▶ **Text segment**
-=-=-=-=-
The morning papers are filled with relevant health reform stories, but two stand out. They weren't reported by journalists, but were experience-based opinion pieces offered by people on the front lines of delivering and insuring health care.
The first comes from the Washington Post, where a family practice physician reports on the battery of tests he received after checking into the local emergency room for excruciating eye pain while on vacation. Despite an ultimately accurate self-diagnosis of shingles, he submits to his physicians' orders for an ever escalating battery of tests. My takeaway lesson from his story is that if a skilled physician cannot resist orders for expensive tests and unnecessary drugs, there is no chance that individual consumers, even if they have more skin in the game, will be more successful.
The second story comes from an op-ed in the New York Times, where a Texas regulator, who served on that state's ill-fated attempt in the 1990s to set up an insurance exchange for small businesses, concludes either a strong public plan or very tight regulations are needed to make exchanges work. Otherwise, he states, insurance companies will cherry pick the insurance pool and doom those with high-cost employees and family members to unaffordable plans.
It's telling that I found those stories much more compelling than the best journalism in today's papers. There was a solid Post story about how the U.S. lags in preventing deaths that could be prevented through health care interventions. There was also a Times take out on insurance exchanges, which included a brief sidebar on a Utah exchange aimed at small businesses that sounds suspiciously like the failed Texas model.
It's not that the good reporters who wrote those stories couldn't deliver powerful pieces. But the sad truth is that quick turnaround stories based on studies, or overviews based on numerous telephone calls to policy wonks, the thin gruel now offered by ever-shrinking newsrooms, will never have the power of well-reported, anecdote-driven stories that can only be produced by reporters spending serious time on the ground with real people and practitioners.
-=-=-=-=-
▶ **Work instructions**
**A.** Decide whether each statement agrees with the health reform commentary, and back each yes or no with the exact words of the commentary that settle it: (i) The two opinion pieces that stand out were written by journalists. (ii) The Texas attempt to set up an insurance exchange took place in the 1990s. (iii) The Utah exchange is aimed at small businesses.
**B.** Reproduce the health reform commentary word for word, from "The morning papers" up to and including "insuring health care.".
-=-=-=-=-
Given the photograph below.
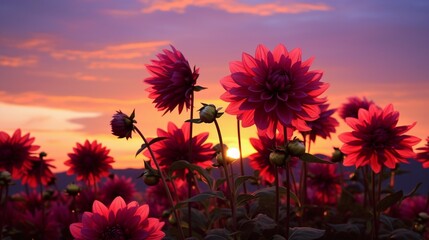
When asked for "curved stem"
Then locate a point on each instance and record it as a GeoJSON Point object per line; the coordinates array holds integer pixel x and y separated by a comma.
{"type": "Point", "coordinates": [164, 182]}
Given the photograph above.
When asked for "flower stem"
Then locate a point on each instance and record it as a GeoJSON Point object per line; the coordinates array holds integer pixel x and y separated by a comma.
{"type": "Point", "coordinates": [164, 182]}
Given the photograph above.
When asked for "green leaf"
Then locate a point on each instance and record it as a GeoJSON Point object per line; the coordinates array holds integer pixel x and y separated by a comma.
{"type": "Point", "coordinates": [307, 157]}
{"type": "Point", "coordinates": [305, 233]}
{"type": "Point", "coordinates": [389, 200]}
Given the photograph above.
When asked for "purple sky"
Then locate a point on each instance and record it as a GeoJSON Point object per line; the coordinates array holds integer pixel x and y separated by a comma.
-=-=-=-=-
▶ **Results in order**
**A.**
(i) No: "They weren't reported by journalists"
(ii) Yes: "that state's ill-fated attempt in the 1990s to set up an insurance exchange for small businesses"
(iii) Yes: "a Utah exchange aimed at small businesses"

**B.**
The morning papers are filled with relevant health reform stories, but two stand out. They weren't reported by journalists, but were experience-based opinion pieces offered by people on the front lines of delivering and insuring health care.